_EXERCISE DIRECTIONS:_
Return the lines below that contain "background".
__________________________________________________
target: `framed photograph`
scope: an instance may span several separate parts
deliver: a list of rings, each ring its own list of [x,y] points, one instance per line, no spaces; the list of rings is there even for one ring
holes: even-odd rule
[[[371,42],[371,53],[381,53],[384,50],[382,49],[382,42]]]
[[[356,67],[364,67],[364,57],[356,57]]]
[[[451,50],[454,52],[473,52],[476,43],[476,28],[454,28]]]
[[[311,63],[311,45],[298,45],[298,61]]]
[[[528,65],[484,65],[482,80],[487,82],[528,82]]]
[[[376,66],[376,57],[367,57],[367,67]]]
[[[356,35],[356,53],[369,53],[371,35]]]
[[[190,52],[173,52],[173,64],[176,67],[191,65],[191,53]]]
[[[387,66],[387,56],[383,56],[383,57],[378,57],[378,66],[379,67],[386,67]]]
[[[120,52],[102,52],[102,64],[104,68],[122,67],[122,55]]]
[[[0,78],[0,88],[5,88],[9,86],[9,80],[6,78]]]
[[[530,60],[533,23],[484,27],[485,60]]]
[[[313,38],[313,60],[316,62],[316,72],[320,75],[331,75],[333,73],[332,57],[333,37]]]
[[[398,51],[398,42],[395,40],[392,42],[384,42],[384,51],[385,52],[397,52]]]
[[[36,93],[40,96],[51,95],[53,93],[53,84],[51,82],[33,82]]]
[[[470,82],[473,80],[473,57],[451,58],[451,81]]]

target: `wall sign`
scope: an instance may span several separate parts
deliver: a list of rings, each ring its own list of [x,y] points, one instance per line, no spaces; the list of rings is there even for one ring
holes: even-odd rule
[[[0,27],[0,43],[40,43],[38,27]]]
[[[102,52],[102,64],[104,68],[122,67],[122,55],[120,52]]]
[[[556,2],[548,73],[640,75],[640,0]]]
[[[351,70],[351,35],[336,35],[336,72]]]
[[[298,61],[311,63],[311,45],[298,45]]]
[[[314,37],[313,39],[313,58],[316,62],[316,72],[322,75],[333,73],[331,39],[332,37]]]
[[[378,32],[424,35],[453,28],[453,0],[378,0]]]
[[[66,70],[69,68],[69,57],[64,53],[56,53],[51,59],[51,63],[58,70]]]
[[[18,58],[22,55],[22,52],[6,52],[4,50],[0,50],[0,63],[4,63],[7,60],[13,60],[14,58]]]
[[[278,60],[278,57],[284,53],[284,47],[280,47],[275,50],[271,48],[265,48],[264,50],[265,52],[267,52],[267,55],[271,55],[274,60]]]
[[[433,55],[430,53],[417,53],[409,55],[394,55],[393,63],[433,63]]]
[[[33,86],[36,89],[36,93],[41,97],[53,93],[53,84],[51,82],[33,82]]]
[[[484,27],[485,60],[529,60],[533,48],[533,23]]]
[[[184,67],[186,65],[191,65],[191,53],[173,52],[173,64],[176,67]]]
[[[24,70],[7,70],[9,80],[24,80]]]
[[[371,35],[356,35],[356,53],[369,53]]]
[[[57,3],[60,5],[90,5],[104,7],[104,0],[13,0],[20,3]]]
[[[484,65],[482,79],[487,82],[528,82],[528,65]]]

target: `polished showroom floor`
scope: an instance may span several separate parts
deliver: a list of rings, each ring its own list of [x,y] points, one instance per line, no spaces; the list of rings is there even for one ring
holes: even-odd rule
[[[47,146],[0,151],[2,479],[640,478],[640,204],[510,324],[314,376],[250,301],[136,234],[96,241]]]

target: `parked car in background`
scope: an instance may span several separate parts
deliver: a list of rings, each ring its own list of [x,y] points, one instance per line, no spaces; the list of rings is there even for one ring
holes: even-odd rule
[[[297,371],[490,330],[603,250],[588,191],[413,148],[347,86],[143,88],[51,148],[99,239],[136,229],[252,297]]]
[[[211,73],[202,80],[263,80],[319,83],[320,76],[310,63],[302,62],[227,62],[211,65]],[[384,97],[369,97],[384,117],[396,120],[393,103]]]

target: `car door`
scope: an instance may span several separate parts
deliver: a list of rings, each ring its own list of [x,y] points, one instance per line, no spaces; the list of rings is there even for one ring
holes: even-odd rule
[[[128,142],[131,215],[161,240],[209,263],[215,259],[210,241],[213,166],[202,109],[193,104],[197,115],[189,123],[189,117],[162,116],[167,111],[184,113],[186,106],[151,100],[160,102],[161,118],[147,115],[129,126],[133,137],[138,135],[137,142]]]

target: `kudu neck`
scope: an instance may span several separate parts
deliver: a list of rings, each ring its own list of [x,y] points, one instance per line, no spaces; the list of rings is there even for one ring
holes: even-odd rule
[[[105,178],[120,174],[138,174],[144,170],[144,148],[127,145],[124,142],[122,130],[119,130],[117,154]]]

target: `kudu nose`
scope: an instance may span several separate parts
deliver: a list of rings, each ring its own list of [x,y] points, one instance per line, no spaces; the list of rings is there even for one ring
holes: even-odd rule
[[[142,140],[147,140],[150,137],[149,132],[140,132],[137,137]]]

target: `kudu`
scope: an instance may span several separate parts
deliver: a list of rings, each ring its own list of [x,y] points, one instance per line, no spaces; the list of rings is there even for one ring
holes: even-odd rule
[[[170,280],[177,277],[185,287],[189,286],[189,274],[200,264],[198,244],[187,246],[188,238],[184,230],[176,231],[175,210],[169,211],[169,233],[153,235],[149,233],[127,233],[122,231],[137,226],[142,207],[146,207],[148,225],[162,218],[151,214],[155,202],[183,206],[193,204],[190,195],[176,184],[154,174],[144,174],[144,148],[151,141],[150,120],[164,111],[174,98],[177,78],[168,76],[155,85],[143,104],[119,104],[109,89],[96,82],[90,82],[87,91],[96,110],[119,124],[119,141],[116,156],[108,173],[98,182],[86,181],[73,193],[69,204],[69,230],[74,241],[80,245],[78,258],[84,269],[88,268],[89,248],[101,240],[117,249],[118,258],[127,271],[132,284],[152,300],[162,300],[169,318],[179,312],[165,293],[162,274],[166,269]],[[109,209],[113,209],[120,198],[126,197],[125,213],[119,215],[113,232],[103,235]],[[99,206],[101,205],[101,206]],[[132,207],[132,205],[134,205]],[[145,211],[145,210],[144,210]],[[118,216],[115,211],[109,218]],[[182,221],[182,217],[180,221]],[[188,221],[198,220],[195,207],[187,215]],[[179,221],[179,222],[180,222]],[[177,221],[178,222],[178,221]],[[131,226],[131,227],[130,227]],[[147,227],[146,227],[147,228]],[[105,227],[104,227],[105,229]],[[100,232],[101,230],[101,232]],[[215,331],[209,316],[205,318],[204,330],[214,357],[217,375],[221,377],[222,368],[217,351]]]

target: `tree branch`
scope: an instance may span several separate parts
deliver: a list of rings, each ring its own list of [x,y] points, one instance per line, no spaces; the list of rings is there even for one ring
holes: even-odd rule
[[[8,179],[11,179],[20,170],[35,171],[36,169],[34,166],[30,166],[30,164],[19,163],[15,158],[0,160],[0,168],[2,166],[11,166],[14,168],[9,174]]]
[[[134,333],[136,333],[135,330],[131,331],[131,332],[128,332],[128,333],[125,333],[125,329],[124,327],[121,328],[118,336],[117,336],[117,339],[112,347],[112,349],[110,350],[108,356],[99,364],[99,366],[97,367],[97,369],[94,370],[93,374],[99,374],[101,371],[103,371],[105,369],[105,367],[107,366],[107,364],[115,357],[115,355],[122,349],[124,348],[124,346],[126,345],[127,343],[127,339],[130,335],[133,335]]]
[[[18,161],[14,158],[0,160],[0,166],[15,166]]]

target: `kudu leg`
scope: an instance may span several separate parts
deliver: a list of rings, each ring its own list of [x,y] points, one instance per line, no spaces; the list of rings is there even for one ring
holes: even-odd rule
__________________________________________________
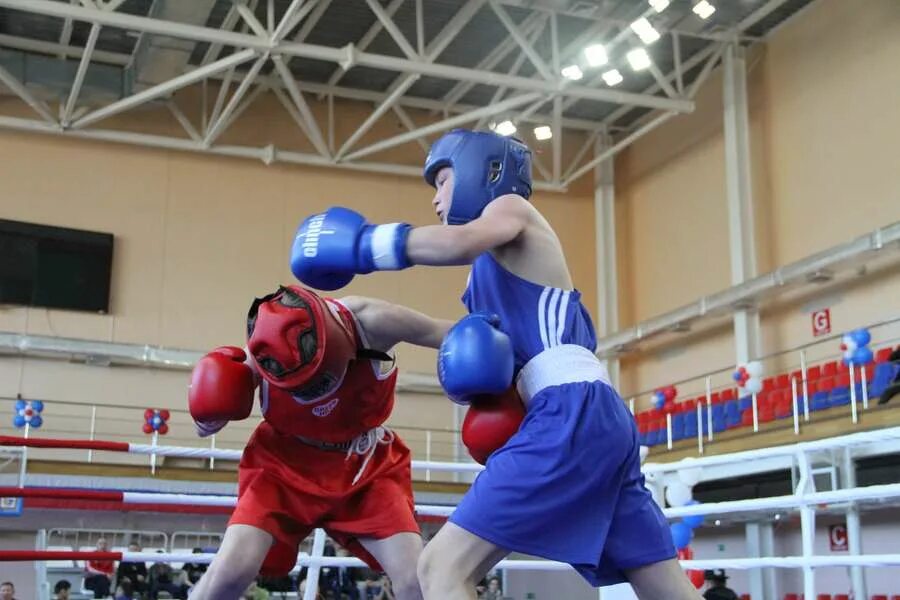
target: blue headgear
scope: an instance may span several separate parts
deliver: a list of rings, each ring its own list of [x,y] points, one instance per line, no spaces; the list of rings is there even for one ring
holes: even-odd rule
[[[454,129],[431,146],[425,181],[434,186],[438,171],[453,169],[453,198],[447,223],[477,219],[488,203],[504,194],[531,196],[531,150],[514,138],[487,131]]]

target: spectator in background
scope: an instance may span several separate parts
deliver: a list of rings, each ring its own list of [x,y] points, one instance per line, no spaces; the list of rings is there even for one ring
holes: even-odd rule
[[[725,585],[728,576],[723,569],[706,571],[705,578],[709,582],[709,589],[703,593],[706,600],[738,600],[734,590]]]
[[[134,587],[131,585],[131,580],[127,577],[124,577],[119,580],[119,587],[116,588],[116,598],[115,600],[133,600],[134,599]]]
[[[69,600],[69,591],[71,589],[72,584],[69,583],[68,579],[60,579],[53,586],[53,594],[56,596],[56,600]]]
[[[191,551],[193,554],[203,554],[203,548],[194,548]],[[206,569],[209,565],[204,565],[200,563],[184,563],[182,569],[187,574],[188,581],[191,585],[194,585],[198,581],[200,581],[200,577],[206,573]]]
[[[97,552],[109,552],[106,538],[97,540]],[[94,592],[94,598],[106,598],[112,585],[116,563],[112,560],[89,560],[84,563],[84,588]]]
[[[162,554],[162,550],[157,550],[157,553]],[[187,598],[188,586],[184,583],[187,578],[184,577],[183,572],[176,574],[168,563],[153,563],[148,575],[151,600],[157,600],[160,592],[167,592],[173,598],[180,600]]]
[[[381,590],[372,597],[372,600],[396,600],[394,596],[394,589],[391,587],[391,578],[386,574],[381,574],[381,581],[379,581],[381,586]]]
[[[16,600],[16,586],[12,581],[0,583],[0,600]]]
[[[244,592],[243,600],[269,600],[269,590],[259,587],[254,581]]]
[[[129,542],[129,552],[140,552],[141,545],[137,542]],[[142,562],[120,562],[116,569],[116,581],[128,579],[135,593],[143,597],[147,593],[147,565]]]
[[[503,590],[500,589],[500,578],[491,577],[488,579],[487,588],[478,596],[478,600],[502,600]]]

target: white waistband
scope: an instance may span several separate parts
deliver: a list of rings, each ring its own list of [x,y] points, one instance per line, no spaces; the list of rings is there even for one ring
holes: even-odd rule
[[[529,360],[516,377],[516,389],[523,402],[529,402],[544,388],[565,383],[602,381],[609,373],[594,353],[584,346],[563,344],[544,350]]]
__________________________________________________
_TASK OUTPUT:_
target: `parked car in background`
target: spectator in background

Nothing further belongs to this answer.